DIRECTIONS »
- a) Quote the passage about the ski trip and the former boss word for word, from "As I spent a" up to and including "from the hairdressers.".
- b) In the passage about the ski trip and the former boss, what item did the writer forget to take along?

SOURCE EXTRACT START

I’ve just been away skiing for a week and last night was looking definitely worse for wear. I’d been out in the sun and wind and drunk too much wine in a superheated lodge so resembled one of those dehydrated chips you find periodically under the couch cushions. Two days of driving failed to add any to my level of moisture. I’d also forgotten to take my tweezers so after nine days, my militant and well organised eyebrows were staging a successful coup to take over my face. To compound the problem, we’d stayed at a friend’s working sheep farm on the way home. As they are on tank water, we were all conscious about water conservation so didn’t shower which might possibly have led me to forgetting to brush my hair too. We then went out into the paddocks on the back of a ute and “helped” (I use that in the loosest sense) with the lambing. A smoky bonfire lunch of charcoaled sausages later and the overall package of utter degeneration was complete, from my muddy boots to my birds’ nest hair.

Stopping for takeaway sushi on the way home seemed a great idea at the time. Our local Japanese is quite nice and knowing the menu, I could order from the car and we could just grab it on the way home. Unfortunately, the snatch-and-go didn’t go quite to plan. The food wasn’t quite ready, so I had to wait, antsy as all hell, given my current state and wishing I had been driving the final leg so spared the indignity of appearing in public at all. And of course, while standing there trapped, the door opens and in walks a well-dressed couple. Thinking they looked familiar, I glanced at them for slightly too long and was then forced to acknowledge the presence of my former boss. He gave me a solid once up and down followed by a condescending smile. Given our working relationship had ended on not a great note, the judgement was mortifying. Clearly, I had “let myself go” after having children, spectacularly so. Saying something in these situations can only make it worse, so I tried the next option of just brazening it out and pretending everything was fine and I was aiming to look homeless – its the latest hipster look!

As I spent a bit of time today doing some grooming, I assured myself that I didn’t care and that no one probably even remembers who I am, should chat at the water cooler happen to come around to former workers they’d recently bumped into. Unlike school, at least there are no reunions for former workplaces. Not that I care that he saw me like that. No, really I don’t. Promise. I’m just going to wear a paper bag with eye holes cut out from now on, unless I’m coming straight from the hairdressers.

SOURCE EXTRACT END
RAW DATA START

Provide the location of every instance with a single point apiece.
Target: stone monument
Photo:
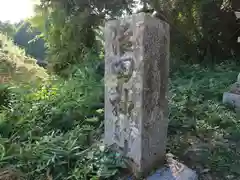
(136, 86)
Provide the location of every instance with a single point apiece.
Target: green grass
(51, 130)
(17, 65)
(203, 132)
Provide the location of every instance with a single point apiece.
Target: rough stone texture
(174, 170)
(136, 79)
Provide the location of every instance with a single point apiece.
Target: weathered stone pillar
(136, 81)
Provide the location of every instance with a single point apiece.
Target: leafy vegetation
(202, 131)
(51, 121)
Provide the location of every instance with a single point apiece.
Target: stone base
(167, 174)
(231, 99)
(172, 170)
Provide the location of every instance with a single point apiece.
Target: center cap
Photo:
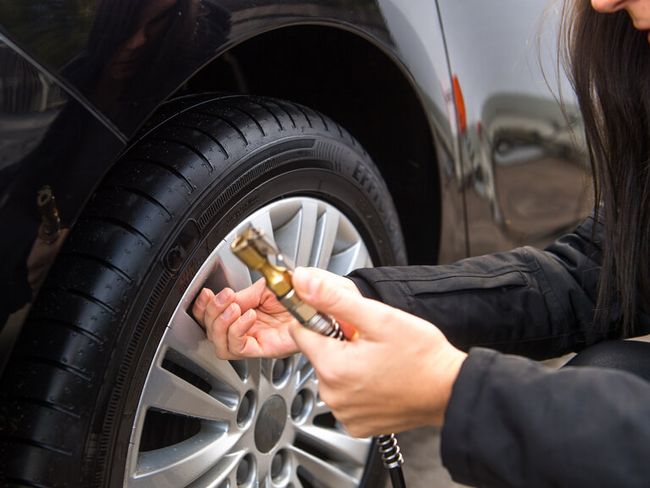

RAW DATA END

PROBLEM SOLUTIONS »
- a)
As I spent a bit of time today doing some grooming, I assured myself that I didn’t care and that no one probably even remembers who I am, should chat at the water cooler happen to come around to former workers they’d recently bumped into. Unlike school, at least there are no reunions for former workplaces. Not that I care that he saw me like that. No, really I don’t. Promise. I’m just going to wear a paper bag with eye holes cut out from now on, unless I’m coming straight from the hairdressers.

- b) Tweezers.